***** Excerpted text *****

> I'd also suggest that given nobody's worked out the exact timings of the Genesis that a byuu Genesis emulator would be interesting
While there are some great Genesis games, the overall Genesis scene is very unappealing to me.
It's not a secret: I'm not spectacular at reverse engineering. I succeed more as a project motivator. Find people who also want something done, and ask them to help. And importantly, do as much work as I can as well.
But in the Genesis scene, 4:5 emulators are closed source. The authors are all great people (Steve and Aamir are really cool people), but I don't want to have to ask every single question. I got into the SNES scene in part because it was totally open at the time.
> we would need: 1. cothread to keep CPU sync'd as they need 2.
To be fair, you have that now, right? If you're trying not to use them in the SNES CPU, I can promise it will be painful. You can be in the middle of an opcode, and break out in the middle of a cycle or the middle of a DMA sequence triggering in the middle of that, and in the middle of a synchronization event inside the DMA of that.
>  Whatever that is - the Linux version is about 15-20 FPS on my 4.7 GHz i7. I assume it's not that bad on Windows.
It's not that bad on Linux, either. I get about 100fps with a 4.4GHz i7 (200 with scanline rendering, 300-400 with the hacked up cores.) The absolute most demanding special chips drop me down to 60fps.
I'm guessing your card is reporting that it has a 30-bit texture available and is doing software conversion back to 24-bit. Try changing away from OpenGL to X-video.
I need to get an Xlib function ready to detect actual display depth.
As far as overall performance, it could be a lot better. Probably 3x faster at this point in its most optimized form. But I'm going for source readability over speed.
For one instance, if a register is ten bits, I use a uint10 type. Behind the scenes, that's a unsigned int that gets masked to ten bits on assignment operations. Most of the time you don't need to mask, so it does add extra overhead.
I use threads everywhere for consistency, but they don't make sense when you have two chips that share a huge piece of RAM. Idle loop skipping on DSPs would vastly increase their speed, too.
I've always been willing to help write a more efficiency focused emulator, but I won't do it alone. I don't have enough time for that.

***** Extracted entries *****

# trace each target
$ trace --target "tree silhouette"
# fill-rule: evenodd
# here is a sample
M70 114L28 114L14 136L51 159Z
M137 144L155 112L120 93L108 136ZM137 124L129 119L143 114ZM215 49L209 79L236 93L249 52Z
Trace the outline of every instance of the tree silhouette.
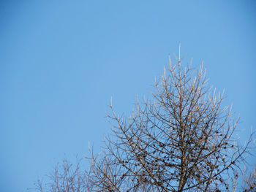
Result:
M203 65L182 68L179 51L155 88L129 118L110 104L111 134L100 154L91 150L84 191L235 191L252 134L239 144L238 118L208 87Z

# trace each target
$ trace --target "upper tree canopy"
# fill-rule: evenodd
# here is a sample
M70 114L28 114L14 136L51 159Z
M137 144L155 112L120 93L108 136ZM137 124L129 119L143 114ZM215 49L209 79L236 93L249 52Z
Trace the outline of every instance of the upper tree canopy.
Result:
M190 66L182 67L180 55L170 60L152 99L138 101L129 118L110 104L112 134L101 154L91 152L83 185L73 182L80 191L70 191L236 190L251 137L239 144L238 119L208 86L203 65Z

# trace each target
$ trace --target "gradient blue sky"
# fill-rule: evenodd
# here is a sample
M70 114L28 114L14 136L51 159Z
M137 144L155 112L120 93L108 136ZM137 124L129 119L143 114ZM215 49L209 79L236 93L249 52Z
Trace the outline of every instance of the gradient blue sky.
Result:
M181 43L255 130L255 1L1 1L0 191L96 150L110 97L128 115ZM252 162L255 158L250 158Z

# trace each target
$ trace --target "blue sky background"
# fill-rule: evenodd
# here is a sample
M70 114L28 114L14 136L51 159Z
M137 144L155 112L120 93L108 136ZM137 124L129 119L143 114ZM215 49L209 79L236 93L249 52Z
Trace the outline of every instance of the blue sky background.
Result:
M64 157L96 150L111 96L129 115L170 53L202 61L255 130L255 1L1 1L0 191L26 191ZM255 158L249 161L253 162Z

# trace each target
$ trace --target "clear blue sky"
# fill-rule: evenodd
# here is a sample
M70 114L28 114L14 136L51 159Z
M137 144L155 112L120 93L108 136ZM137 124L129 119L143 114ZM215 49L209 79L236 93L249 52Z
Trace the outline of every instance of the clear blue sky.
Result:
M225 88L245 139L256 127L255 19L255 1L1 1L0 191L26 191L89 140L98 150L111 96L128 115L179 42L184 63L203 60Z

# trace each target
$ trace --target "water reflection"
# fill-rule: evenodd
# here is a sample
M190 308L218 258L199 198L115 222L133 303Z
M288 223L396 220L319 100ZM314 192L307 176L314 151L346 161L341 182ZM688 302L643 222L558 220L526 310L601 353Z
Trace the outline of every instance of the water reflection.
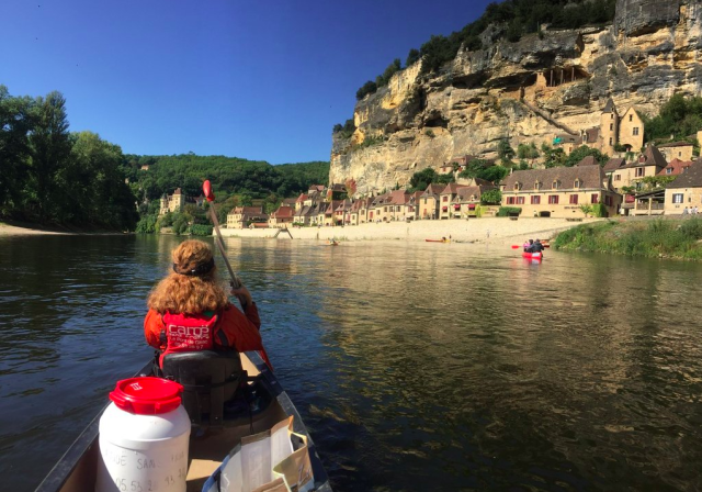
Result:
M0 473L15 487L148 358L144 299L178 241L1 239ZM227 248L337 490L702 487L700 266L532 264L464 244Z

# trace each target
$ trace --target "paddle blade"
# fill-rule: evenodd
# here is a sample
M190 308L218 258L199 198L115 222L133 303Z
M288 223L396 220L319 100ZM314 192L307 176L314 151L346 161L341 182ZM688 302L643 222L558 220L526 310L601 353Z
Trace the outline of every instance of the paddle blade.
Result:
M208 202L212 202L215 200L215 193L214 191L212 191L212 185L210 185L208 179L202 183L202 192L204 193Z

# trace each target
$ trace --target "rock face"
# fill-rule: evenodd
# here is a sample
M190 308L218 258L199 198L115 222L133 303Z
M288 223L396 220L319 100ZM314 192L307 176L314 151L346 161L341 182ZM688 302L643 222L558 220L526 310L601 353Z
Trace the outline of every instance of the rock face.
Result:
M634 105L654 115L676 92L698 96L702 0L619 0L609 27L485 46L429 76L418 62L359 101L355 133L332 137L330 181L378 192L453 157L494 158L503 138L517 148L579 135L599 125L610 97L620 114Z

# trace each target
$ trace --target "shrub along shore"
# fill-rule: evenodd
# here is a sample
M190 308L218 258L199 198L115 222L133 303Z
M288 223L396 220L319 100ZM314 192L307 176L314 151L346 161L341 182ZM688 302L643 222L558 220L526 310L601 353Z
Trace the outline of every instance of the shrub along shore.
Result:
M582 224L558 234L557 249L702 260L702 219Z

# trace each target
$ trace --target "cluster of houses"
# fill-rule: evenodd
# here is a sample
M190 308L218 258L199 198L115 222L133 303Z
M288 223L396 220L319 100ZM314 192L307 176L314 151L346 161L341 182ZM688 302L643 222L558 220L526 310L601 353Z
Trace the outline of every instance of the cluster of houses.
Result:
M702 142L702 131L697 135ZM591 205L608 215L681 214L686 208L702 208L702 159L693 161L693 144L676 142L644 148L644 122L629 108L619 114L609 100L600 125L576 134L556 135L554 146L566 154L581 145L603 154L619 155L604 166L586 157L574 167L513 171L502 182L482 179L430 185L424 191L394 190L374 197L349 198L343 185L314 185L297 198L285 199L275 212L262 206L237 206L227 215L228 228L335 226L394 221L468 219L494 215L497 206L483 206L483 194L499 189L501 206L522 216L582 217ZM642 149L641 154L636 154ZM623 157L622 157L623 156ZM464 170L474 156L461 156L438 168L441 174ZM670 177L672 182L650 189L645 178ZM161 199L161 213L179 211L189 198L178 189ZM517 212L517 210L519 210Z
M287 227L359 225L422 219L458 219L477 216L480 198L497 189L482 179L465 185L430 185L424 191L410 193L394 190L376 197L361 199L346 195L343 185L327 190L321 185L310 187L294 203L283 203L267 216L259 206L237 206L227 215L227 227Z

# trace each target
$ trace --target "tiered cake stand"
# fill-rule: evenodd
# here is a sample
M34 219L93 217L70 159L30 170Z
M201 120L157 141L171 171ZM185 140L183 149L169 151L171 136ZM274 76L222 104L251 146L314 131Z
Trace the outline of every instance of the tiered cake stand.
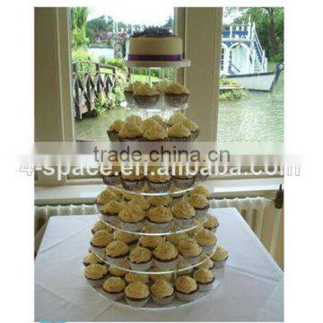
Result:
M152 68L152 67L161 67L161 68L179 68L179 67L188 67L190 65L190 61L186 59L186 60L182 60L179 62L151 62L151 61L128 61L128 60L125 60L124 64L127 67L147 67L147 68ZM163 103L159 103L158 106L154 107L155 110L159 110L162 117L165 117L164 113L165 111L167 112L168 109L172 109L173 107L169 107L167 105L164 104L164 101L162 100ZM135 109L135 107L133 107L134 109ZM182 107L183 109L187 109L188 107ZM174 108L176 109L176 108ZM105 184L107 184L105 182ZM111 185L108 185L108 187L110 186L113 188L118 188L120 190L125 190L121 186L111 186ZM141 192L141 191L127 191L127 193L131 193L131 194L135 194L135 195L142 195L142 196L179 196L179 195L183 195L187 192L188 192L189 190L193 189L194 187L188 188L185 188L185 189L179 189L178 191L167 191L167 192L162 192L162 193L147 193L147 192ZM100 216L100 215L99 215ZM120 226L118 223L108 223L105 222L104 218L101 218L100 216L100 221L103 221L106 225L111 227L114 230L118 230L118 231L122 231L125 232L128 232L128 233L133 233L133 234L136 234L137 236L144 236L144 235L153 235L153 236L168 236L170 234L179 234L179 233L183 233L194 229L196 229L197 227L201 226L203 227L203 221L198 222L198 223L194 223L190 226L188 227L177 227L176 229L170 229L169 231L152 231L150 230L149 231L144 231L144 230L141 230L139 231L132 231L129 230L126 230L124 228L122 228L122 226ZM206 217L205 217L205 219L206 220ZM217 246L214 246L214 249L213 251L214 251L216 249ZM104 256L96 253L94 250L92 250L92 252L94 252L96 254L96 256L100 258L104 263L106 263L108 266L113 266L114 267L125 270L127 272L133 272L133 273L137 273L137 274L143 274L143 275L162 275L162 274L171 274L173 276L173 281L175 281L176 277L178 275L180 275L181 272L183 271L188 271L188 270L192 270L195 267L197 267L198 266L200 266L201 264L203 264L205 261L206 261L211 256L212 253L209 255L205 254L205 258L199 261L198 263L195 264L195 265L188 265L188 266L186 266L184 268L172 268L172 269L161 269L161 271L152 271L152 270L148 270L148 271L137 271L137 270L133 270L130 268L127 268L127 267L122 267L122 266L116 266L114 264L110 264ZM174 297L173 301L171 301L171 303L170 303L169 305L164 305L164 306L161 306L161 305L157 305L155 304L152 300L149 300L147 304L144 307L144 308L140 308L140 309L145 309L145 310L162 310L162 309L171 309L171 308L178 308L178 307L182 307L182 306L188 306L189 304L192 304L194 302L196 302L200 300L202 300L203 298L206 297L209 292L212 292L213 291L214 291L220 284L221 280L223 279L223 272L224 269L223 267L221 268L214 268L213 269L213 272L215 276L215 280L212 285L212 289L209 292L197 292L196 297L195 299L195 301L190 301L190 302L183 302L180 301L179 300L178 300L176 297ZM105 292L103 291L102 288L94 288L92 287L101 297L105 298L107 301L113 302L118 306L121 307L127 307L130 308L131 306L127 304L127 302L126 301L126 300L122 300L122 301L112 301L109 298L108 298L105 294Z

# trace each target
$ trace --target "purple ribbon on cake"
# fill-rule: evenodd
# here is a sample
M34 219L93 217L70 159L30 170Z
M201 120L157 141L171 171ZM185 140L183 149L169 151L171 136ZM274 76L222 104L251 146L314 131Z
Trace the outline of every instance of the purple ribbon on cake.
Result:
M174 62L182 59L181 54L179 55L136 55L128 54L128 60L134 61L166 61Z

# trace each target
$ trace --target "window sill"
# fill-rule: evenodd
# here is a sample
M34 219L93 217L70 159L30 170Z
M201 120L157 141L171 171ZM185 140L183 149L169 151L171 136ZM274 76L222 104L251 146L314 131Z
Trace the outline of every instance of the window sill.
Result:
M101 180L100 180L101 183ZM284 178L217 179L202 183L215 197L275 196ZM93 204L104 184L66 185L55 188L35 188L35 205Z

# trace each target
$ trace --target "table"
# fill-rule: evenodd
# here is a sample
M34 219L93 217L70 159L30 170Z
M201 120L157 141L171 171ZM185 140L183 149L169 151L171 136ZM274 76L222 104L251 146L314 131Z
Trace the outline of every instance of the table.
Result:
M161 311L124 309L83 277L96 215L53 216L35 260L36 321L282 321L284 274L235 208L213 209L229 251L223 280L205 300Z

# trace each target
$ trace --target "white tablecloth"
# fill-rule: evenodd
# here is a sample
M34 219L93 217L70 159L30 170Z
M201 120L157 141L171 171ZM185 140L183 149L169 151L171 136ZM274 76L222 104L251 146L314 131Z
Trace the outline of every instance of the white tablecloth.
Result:
M220 287L196 304L161 311L112 305L87 285L82 259L96 215L51 217L35 264L35 320L282 321L282 270L236 209L212 212L230 254Z

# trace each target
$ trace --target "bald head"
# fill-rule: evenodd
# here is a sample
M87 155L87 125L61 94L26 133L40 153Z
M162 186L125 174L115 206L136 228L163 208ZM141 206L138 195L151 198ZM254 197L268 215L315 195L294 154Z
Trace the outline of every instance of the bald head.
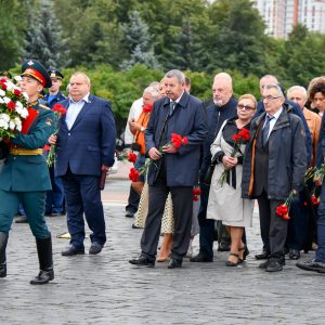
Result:
M233 95L233 79L229 74L221 73L214 76L212 86L213 103L224 106Z
M260 93L263 93L263 89L266 84L277 84L278 81L273 75L265 75L260 79Z

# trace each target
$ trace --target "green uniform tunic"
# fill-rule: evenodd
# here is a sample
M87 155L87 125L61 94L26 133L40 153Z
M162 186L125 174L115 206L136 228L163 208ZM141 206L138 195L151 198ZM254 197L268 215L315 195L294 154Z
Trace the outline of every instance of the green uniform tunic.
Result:
M11 140L11 146L20 150L42 148L53 133L53 112L38 102L31 106L38 115L26 134ZM47 191L51 181L46 157L10 153L0 172L0 232L9 233L12 221L23 204L29 226L36 238L50 236L44 219Z

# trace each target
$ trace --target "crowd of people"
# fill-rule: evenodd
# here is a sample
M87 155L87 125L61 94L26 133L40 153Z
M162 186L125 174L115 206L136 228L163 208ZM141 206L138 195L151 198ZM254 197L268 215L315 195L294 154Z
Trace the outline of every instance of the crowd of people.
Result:
M29 115L15 138L0 139L0 277L6 276L5 248L18 211L37 244L40 272L31 284L54 278L44 216L67 213L70 244L62 256L84 253L83 218L92 232L89 253L100 253L106 242L101 190L115 161L114 116L106 100L91 94L86 74L70 76L68 98L60 91L63 78L35 60L22 65ZM44 88L50 91L41 99ZM282 271L287 253L299 260L301 250L316 248L313 260L297 266L325 273L325 78L285 92L276 77L263 76L259 101L249 93L236 100L226 73L214 76L211 89L212 100L202 102L191 94L191 80L172 69L131 106L125 154L134 169L126 217L134 217L132 226L143 234L141 253L129 262L168 261L168 269L181 268L185 257L212 262L218 240L218 250L229 251L226 266L243 264L249 255L245 229L257 203L259 268Z

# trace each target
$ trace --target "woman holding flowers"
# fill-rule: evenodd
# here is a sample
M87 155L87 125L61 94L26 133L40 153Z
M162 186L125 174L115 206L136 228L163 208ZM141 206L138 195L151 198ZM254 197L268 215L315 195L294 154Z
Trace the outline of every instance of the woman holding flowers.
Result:
M242 172L245 145L249 140L249 126L257 101L244 94L237 104L237 117L226 120L211 145L217 161L209 193L207 218L222 220L231 235L231 251L226 266L243 261L242 242L245 226L251 226L253 202L242 198Z
M39 62L29 60L22 66L21 82L22 91L28 95L28 108L20 105L18 101L8 102L8 95L3 96L3 101L10 104L6 105L9 110L18 113L26 109L27 115L23 118L22 125L16 128L15 134L9 133L2 140L9 154L0 173L0 277L6 276L8 235L22 203L36 237L40 264L40 272L30 284L47 284L54 278L51 233L44 219L47 191L51 190L51 182L48 165L42 155L42 147L53 132L54 117L50 108L38 102L39 92L43 88L51 87L51 83L44 67ZM9 92L8 83L1 87L2 90L6 88ZM21 90L15 91L20 96ZM0 106L3 108L2 105ZM5 126L0 127L2 135L3 128ZM10 129L14 128L10 127Z

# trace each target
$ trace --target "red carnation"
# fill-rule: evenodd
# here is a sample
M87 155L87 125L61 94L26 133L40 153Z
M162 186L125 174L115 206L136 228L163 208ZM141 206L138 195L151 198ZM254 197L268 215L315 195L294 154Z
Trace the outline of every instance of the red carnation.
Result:
M52 108L53 112L57 112L61 115L65 115L66 114L66 109L61 105L61 104L55 104Z
M202 194L202 191L199 187L194 187L193 188L193 195L200 195Z
M18 98L18 96L21 96L22 92L21 92L20 89L15 88L14 89L14 94Z
M188 142L188 139L187 139L187 136L184 136L184 138L182 139L182 144L183 144L183 145L186 145L186 144L187 144L187 142Z
M135 162L135 160L136 160L136 155L133 154L133 153L130 153L130 154L128 155L128 161L130 161L130 162Z
M234 142L239 142L242 140L240 135L239 134L234 134L232 136L232 139L234 140Z
M16 104L15 104L13 101L10 101L10 102L6 104L6 107L8 107L8 109L10 109L10 110L14 110L15 107L16 107Z
M193 200L194 200L194 202L197 202L197 200L198 200L197 195L193 195Z
M153 110L153 105L152 104L146 104L143 106L142 112L143 113L151 113Z
M130 169L130 173L129 173L129 179L132 182L138 182L139 181L139 171L135 168L131 168Z
M317 199L317 197L315 197L314 195L311 197L311 202L314 206L320 205L320 200Z
M2 88L2 90L6 90L6 83L4 82L4 80L3 80L3 81L1 80L1 82L0 82L0 83L1 83L1 88Z

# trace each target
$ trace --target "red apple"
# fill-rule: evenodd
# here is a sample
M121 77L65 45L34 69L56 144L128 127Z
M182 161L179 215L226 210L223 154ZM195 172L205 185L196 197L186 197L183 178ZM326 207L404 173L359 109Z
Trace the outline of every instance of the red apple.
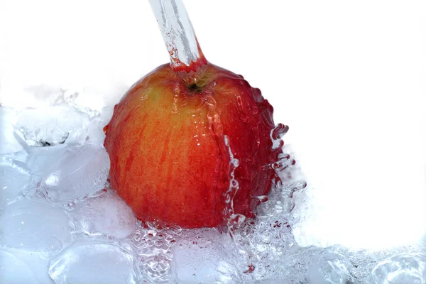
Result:
M173 64L136 83L105 127L111 185L143 222L212 227L229 209L253 217L256 197L275 176L268 166L280 153L272 149L272 106L242 76L197 52L189 65L172 56ZM238 190L226 196L231 179Z

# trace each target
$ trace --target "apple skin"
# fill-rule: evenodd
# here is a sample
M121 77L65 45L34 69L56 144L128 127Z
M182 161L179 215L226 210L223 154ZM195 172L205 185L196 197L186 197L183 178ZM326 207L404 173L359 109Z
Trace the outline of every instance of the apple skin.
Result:
M242 76L210 63L185 75L160 66L114 106L104 128L111 185L144 222L220 226L229 206L226 135L239 160L234 213L253 218L280 153L272 150L273 107Z

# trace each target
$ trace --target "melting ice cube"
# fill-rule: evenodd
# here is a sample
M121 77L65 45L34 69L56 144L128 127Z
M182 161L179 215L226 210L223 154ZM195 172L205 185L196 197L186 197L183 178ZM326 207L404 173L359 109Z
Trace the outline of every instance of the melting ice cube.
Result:
M131 253L101 241L82 241L50 261L49 275L56 283L136 283L138 275Z
M89 116L67 104L26 109L18 114L15 129L31 146L83 143Z
M33 272L12 253L0 250L0 280L3 283L37 284Z
M123 239L136 229L133 211L114 190L79 203L70 214L76 220L77 229L88 234L103 234Z
M0 210L21 195L29 180L25 164L0 158Z
M109 156L105 149L97 144L84 144L55 151L55 158L48 158L44 153L40 158L47 158L40 188L50 200L63 202L84 199L102 189L109 172Z
M12 109L0 106L0 154L22 150L22 146L13 134L15 116L15 111Z
M239 283L239 273L219 246L222 236L210 229L188 230L182 236L172 248L178 283Z
M70 235L69 217L46 202L22 199L6 206L0 215L0 240L10 247L55 251Z

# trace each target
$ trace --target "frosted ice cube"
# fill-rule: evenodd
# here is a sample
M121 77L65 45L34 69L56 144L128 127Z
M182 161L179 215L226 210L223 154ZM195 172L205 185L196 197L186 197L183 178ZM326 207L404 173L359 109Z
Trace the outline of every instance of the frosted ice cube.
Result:
M103 144L105 140L104 126L105 126L112 117L113 108L104 107L99 116L94 117L89 125L89 134L87 142L97 144Z
M26 165L37 177L48 175L55 168L62 155L71 147L78 144L58 144L50 147L32 147L26 158Z
M49 261L50 260L50 253L45 252L33 252L28 251L23 251L19 248L13 248L9 247L4 247L4 250L9 253L11 253L13 256L16 257L17 260L19 261L19 267L23 268L23 273L27 274L28 270L29 270L32 273L31 276L31 281L28 281L28 283L33 283L35 280L38 284L53 284L54 282L49 276L48 268L49 268ZM1 257L0 256L0 263L1 263ZM4 266L5 268L7 266ZM1 268L1 266L0 266ZM1 268L0 268L1 269ZM9 269L9 268L8 268ZM13 275L13 274L12 274ZM28 276L30 276L30 273L28 273ZM19 278L16 278L16 280L20 280ZM9 283L9 282L3 282L1 281L2 278L0 278L1 283ZM12 282L13 283L13 282ZM26 284L27 282L17 282L19 284Z
M13 134L15 116L13 109L0 106L0 154L18 152L23 149Z
M347 259L339 254L325 251L312 256L307 273L309 283L317 284L346 284L354 279L349 269Z
M378 263L371 271L373 283L423 284L426 282L426 253L401 253Z
M0 215L0 240L6 246L31 251L60 249L70 238L67 214L50 203L22 199Z
M0 280L9 284L38 284L31 269L12 253L0 250Z
M109 172L109 156L96 144L72 146L53 161L40 188L54 202L84 199L102 189ZM50 158L49 158L50 159Z
M215 229L188 230L173 246L179 283L240 283L236 268L225 261L223 236Z
M89 116L67 104L26 109L17 115L15 129L31 146L83 143Z
M77 229L91 235L104 234L123 239L136 227L133 211L114 190L77 204L70 214L76 221Z
M30 175L21 162L0 158L0 210L16 200L30 180Z
M50 260L49 275L59 283L136 283L138 272L131 252L112 244L82 241Z

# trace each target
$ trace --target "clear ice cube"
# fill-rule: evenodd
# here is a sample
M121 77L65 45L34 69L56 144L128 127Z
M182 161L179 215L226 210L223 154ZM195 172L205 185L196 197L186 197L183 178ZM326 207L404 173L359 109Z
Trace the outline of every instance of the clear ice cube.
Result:
M8 284L38 284L31 269L13 254L0 250L0 280Z
M401 253L379 262L371 272L373 283L424 284L426 253Z
M136 283L138 274L132 253L113 244L82 241L50 261L49 275L56 284Z
M0 155L18 152L23 149L13 133L15 116L13 109L0 106Z
M0 158L0 210L15 200L30 180L25 164L6 157Z
M67 104L21 111L15 129L30 146L50 146L67 141L83 143L87 136L89 118Z
M63 210L43 201L21 199L0 215L0 241L31 251L60 249L70 240L72 225Z
M46 160L48 173L40 185L49 200L54 202L82 200L104 187L109 172L109 156L104 148L97 144L73 145L58 149L56 153L56 159L49 157ZM33 163L31 164L33 166Z
M136 229L131 208L112 190L78 203L70 214L74 217L77 230L87 234L102 234L124 239Z
M172 247L178 283L240 283L221 245L224 236L214 229L186 231Z

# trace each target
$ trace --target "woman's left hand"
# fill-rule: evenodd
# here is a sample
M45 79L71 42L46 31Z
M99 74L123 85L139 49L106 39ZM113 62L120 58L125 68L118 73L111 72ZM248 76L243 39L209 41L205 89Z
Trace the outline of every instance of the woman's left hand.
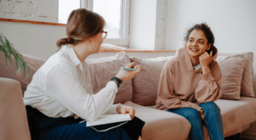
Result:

*****

### The problem
Rewrite the passage of the emulator thread starting at "It's not a secret: I'm" and ending at "can as well.", with "project motivator" changed to "team organizer". Work from the emulator thread alone, not the records.

### Response area
It's not a secret: I'm not spectacular at reverse engineering. I succeed more as a team organizer. Find people who also want something done, and ask them to help. And importantly, do as much work as I can as well.